Rescale everything from the line containing "Indicate each instance of the black burner" down to the line containing "[(566, 281)]", both included, by repeating those lines with the requests unchanged and every point coordinate in the answers multiplied by 1.4, rounded to whole numbers with halves going up. Give only those lines.

Raw rows
%%

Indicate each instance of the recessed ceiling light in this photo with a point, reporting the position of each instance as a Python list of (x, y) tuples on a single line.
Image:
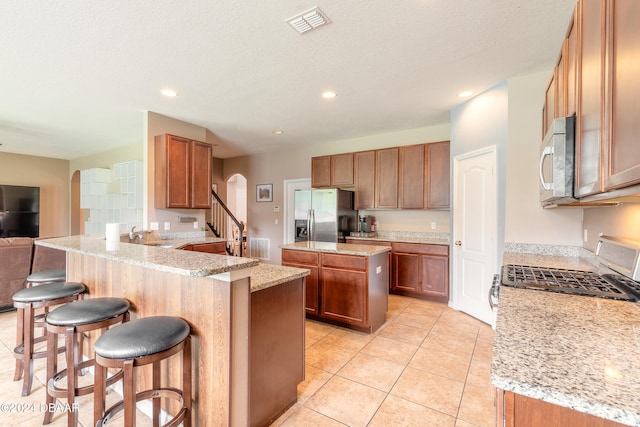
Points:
[(169, 92)]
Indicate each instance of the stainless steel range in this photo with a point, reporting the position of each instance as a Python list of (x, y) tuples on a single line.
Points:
[(619, 255)]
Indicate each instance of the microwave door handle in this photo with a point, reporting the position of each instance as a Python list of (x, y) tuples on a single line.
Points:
[(546, 152)]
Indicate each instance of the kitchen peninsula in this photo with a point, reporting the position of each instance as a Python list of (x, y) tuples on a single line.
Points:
[(247, 320), (348, 284)]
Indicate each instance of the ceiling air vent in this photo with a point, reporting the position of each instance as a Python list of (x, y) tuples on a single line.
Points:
[(308, 20)]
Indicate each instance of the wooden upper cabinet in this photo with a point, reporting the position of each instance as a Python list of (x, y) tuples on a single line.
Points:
[(571, 67), (412, 177), (550, 103), (591, 17), (437, 171), (364, 163), (622, 153), (321, 172), (200, 175), (386, 186), (332, 171), (182, 173)]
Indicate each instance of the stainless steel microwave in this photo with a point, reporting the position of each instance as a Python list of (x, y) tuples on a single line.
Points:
[(557, 165)]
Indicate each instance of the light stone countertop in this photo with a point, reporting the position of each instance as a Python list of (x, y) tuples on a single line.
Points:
[(574, 351), (187, 263), (337, 248), (266, 275)]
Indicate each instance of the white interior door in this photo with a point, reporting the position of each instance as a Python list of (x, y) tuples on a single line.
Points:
[(474, 231)]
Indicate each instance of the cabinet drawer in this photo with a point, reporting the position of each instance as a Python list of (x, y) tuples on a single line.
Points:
[(347, 262), (414, 248), (300, 257)]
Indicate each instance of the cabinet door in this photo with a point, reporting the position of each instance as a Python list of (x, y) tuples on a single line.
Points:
[(386, 187), (178, 159), (622, 155), (321, 172), (571, 54), (412, 172), (590, 108), (438, 175), (364, 169), (550, 105), (344, 296), (434, 276), (406, 272), (200, 175), (342, 170)]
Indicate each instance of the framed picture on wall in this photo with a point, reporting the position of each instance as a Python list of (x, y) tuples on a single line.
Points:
[(264, 193)]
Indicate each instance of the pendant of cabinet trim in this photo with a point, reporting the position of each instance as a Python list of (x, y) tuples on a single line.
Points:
[(182, 173)]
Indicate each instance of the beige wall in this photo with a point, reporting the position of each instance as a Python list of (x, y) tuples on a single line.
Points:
[(157, 124), (295, 163), (617, 221), (53, 178), (525, 220)]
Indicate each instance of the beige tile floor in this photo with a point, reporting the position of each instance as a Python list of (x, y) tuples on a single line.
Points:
[(428, 365)]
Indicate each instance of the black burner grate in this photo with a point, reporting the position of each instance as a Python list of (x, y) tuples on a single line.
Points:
[(566, 281)]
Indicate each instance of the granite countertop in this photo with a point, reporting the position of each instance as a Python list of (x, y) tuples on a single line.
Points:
[(187, 263), (338, 248), (266, 275), (574, 351), (407, 237)]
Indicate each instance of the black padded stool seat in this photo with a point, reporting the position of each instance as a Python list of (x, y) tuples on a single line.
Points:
[(74, 320), (27, 300), (141, 342), (47, 276), (52, 291)]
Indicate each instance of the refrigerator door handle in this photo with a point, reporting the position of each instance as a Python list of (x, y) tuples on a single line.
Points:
[(310, 220)]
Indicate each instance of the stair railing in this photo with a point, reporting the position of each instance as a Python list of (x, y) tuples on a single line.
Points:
[(226, 226)]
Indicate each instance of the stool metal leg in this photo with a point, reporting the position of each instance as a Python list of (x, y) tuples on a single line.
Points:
[(19, 344), (129, 391)]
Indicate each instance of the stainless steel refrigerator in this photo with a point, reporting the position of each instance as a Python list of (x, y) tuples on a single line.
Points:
[(324, 215)]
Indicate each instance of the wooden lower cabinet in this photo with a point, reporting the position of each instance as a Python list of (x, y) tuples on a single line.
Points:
[(218, 248), (516, 410), (344, 289), (420, 270)]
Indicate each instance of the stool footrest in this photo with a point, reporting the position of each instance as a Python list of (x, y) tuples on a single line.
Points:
[(161, 393), (59, 392)]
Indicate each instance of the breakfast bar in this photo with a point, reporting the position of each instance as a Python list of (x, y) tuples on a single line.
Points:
[(237, 310)]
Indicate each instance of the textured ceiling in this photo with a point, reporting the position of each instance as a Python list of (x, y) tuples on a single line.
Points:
[(76, 76)]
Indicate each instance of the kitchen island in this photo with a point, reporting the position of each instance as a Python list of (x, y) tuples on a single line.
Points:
[(568, 359), (239, 312), (348, 284)]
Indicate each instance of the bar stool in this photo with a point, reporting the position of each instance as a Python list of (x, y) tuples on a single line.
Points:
[(46, 276), (141, 342), (74, 320), (26, 301)]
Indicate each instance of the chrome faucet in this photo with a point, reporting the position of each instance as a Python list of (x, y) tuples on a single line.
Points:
[(135, 236)]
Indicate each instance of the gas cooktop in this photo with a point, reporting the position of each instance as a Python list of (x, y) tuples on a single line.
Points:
[(577, 282)]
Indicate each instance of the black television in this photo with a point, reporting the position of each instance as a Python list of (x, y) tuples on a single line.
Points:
[(19, 211)]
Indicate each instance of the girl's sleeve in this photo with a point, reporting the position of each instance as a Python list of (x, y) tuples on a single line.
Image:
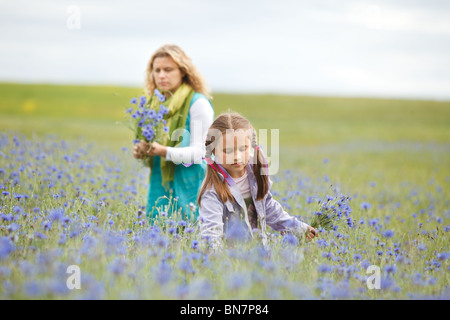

%%

Result below:
Indicate each instance of the black burner grate in this photo with a point, reporting the position of each instance as a Python list of (x, y) tuples on a single line.
Points:
[(792, 393)]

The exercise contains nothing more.